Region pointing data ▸

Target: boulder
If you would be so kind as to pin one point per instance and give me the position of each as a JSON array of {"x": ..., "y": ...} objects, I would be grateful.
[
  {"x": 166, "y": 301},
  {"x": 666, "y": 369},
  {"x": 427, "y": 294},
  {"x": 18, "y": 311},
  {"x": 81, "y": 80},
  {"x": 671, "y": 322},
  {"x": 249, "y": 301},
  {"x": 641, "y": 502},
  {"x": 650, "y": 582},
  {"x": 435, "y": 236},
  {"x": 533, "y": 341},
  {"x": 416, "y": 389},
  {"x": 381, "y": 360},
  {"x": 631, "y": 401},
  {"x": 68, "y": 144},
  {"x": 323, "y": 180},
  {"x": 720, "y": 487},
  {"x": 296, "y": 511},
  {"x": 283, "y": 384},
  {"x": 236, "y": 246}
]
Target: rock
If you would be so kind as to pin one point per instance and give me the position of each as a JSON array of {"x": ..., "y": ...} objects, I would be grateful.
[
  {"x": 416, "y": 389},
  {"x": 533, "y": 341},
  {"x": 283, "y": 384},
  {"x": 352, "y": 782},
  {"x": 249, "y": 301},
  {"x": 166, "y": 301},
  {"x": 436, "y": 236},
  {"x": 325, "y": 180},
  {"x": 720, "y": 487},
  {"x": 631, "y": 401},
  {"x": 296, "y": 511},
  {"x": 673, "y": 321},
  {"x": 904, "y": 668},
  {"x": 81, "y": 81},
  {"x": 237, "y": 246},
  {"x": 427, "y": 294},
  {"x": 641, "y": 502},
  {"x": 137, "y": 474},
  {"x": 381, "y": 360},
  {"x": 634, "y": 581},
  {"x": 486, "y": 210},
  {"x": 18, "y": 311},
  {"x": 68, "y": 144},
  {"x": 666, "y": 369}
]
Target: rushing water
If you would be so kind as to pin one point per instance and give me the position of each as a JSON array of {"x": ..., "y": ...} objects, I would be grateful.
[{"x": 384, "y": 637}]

The task ▸ All lines from the records above should be copied exactly.

Exercise answer ▸
Target: boulder
If you would be so kind as to pin one point per instance and give me the position of each as a JSON array of {"x": ..., "y": ...} objects, I would be grateful.
[
  {"x": 166, "y": 301},
  {"x": 666, "y": 369},
  {"x": 427, "y": 294},
  {"x": 18, "y": 311},
  {"x": 81, "y": 80},
  {"x": 671, "y": 322},
  {"x": 249, "y": 301},
  {"x": 641, "y": 502},
  {"x": 650, "y": 582},
  {"x": 435, "y": 236},
  {"x": 533, "y": 341},
  {"x": 416, "y": 389},
  {"x": 381, "y": 360},
  {"x": 631, "y": 401},
  {"x": 68, "y": 144},
  {"x": 323, "y": 180},
  {"x": 720, "y": 487},
  {"x": 296, "y": 511},
  {"x": 283, "y": 384},
  {"x": 236, "y": 246}
]
Target: rock
If you would be so kind as to pin one point per instance and give me the position of each as a JSON array of {"x": ..., "y": ...} objects, I would be grateful.
[
  {"x": 416, "y": 389},
  {"x": 533, "y": 341},
  {"x": 283, "y": 384},
  {"x": 352, "y": 782},
  {"x": 249, "y": 301},
  {"x": 166, "y": 301},
  {"x": 436, "y": 236},
  {"x": 325, "y": 180},
  {"x": 720, "y": 487},
  {"x": 631, "y": 401},
  {"x": 296, "y": 511},
  {"x": 673, "y": 321},
  {"x": 904, "y": 668},
  {"x": 81, "y": 81},
  {"x": 237, "y": 246},
  {"x": 427, "y": 294},
  {"x": 641, "y": 502},
  {"x": 137, "y": 474},
  {"x": 381, "y": 360},
  {"x": 634, "y": 581},
  {"x": 486, "y": 210},
  {"x": 18, "y": 311},
  {"x": 68, "y": 144},
  {"x": 666, "y": 369}
]
Target: rushing water
If you would be so kind as to pin one point per instance and give me the position of each as a JSON array of {"x": ..., "y": ...} objects, I would be grateful.
[{"x": 384, "y": 637}]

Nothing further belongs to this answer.